Dataset items:
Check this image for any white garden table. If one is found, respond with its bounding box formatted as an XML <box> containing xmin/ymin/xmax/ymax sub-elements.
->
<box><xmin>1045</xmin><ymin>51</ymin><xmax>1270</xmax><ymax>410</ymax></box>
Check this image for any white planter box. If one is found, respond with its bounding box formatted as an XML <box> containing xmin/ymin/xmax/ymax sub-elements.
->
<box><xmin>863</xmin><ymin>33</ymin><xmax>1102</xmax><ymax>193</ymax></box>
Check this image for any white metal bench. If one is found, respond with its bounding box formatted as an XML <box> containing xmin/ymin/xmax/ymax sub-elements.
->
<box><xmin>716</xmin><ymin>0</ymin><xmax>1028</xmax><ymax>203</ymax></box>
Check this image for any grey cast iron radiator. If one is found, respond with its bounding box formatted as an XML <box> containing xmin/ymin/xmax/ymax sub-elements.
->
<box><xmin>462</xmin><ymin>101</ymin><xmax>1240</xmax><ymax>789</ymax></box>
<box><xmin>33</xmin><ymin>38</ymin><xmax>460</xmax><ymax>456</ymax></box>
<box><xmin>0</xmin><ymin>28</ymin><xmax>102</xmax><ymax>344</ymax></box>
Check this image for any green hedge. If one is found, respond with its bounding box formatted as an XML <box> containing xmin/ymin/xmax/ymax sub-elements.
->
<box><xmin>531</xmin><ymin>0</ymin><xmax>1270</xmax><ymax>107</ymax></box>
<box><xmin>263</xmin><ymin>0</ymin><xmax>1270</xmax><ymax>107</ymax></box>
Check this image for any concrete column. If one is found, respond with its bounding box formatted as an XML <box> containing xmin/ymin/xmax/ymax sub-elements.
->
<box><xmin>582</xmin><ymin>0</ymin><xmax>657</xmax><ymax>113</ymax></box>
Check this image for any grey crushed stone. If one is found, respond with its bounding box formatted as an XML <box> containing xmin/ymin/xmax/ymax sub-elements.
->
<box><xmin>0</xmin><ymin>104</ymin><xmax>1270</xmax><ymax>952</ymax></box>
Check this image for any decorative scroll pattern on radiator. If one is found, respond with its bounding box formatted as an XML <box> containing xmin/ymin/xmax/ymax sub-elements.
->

■ CHALLENGE ■
Rewrite every row above, swapping "bounding box" for "enclosing box" and leaving everything else unchanged.

■ REPLY TO THE EXERCISE ■
Check this image for any white garden table. If one is found, respond with its enclosing box formatted as an XML <box> containing xmin/ymin/xmax/ymax sub-elements.
->
<box><xmin>1045</xmin><ymin>51</ymin><xmax>1270</xmax><ymax>410</ymax></box>
Check this image for any white planter box. If one is found, respond with its enclosing box formatted as an XML <box> containing xmin/ymin/xmax/ymax sub-elements.
->
<box><xmin>863</xmin><ymin>33</ymin><xmax>1102</xmax><ymax>193</ymax></box>
Check this image for any white metal bench. If one is found, respond with its enclosing box formatted as an XML <box> containing xmin/ymin/xmax/ymax sub-elements.
->
<box><xmin>716</xmin><ymin>0</ymin><xmax>1028</xmax><ymax>203</ymax></box>
Check this image for any grey cast iron radiator. If one is found, respond with its enclosing box formatted as an XML <box> containing xmin/ymin/xmax/ymax sub-elements.
->
<box><xmin>462</xmin><ymin>101</ymin><xmax>1240</xmax><ymax>789</ymax></box>
<box><xmin>33</xmin><ymin>38</ymin><xmax>460</xmax><ymax>456</ymax></box>
<box><xmin>0</xmin><ymin>28</ymin><xmax>102</xmax><ymax>344</ymax></box>
Check this image for any green hedge. If one is found, respond with its enclosing box formatted as an XML <box> containing xmin/ymin/xmax/ymax sub-elements.
->
<box><xmin>531</xmin><ymin>0</ymin><xmax>1270</xmax><ymax>107</ymax></box>
<box><xmin>263</xmin><ymin>0</ymin><xmax>1270</xmax><ymax>107</ymax></box>
Check this image for any concrete column. If one is found, respond with its enclosing box formatted as an XML <box> containing xmin/ymin/xmax/ymax sub-elements.
->
<box><xmin>582</xmin><ymin>0</ymin><xmax>657</xmax><ymax>113</ymax></box>
Check this image for any grey crushed stone. If one is found, respond with its enclosing box formatted as an XML <box> containing xmin/ymin/xmax/ymax sub-elements.
->
<box><xmin>0</xmin><ymin>104</ymin><xmax>1270</xmax><ymax>952</ymax></box>
Check this image for any decorative scroll pattern on radiator. If one is found, respond with its enclosing box formatted as an XML <box> containing xmin/ymin/xmax/ymax sub-elements.
->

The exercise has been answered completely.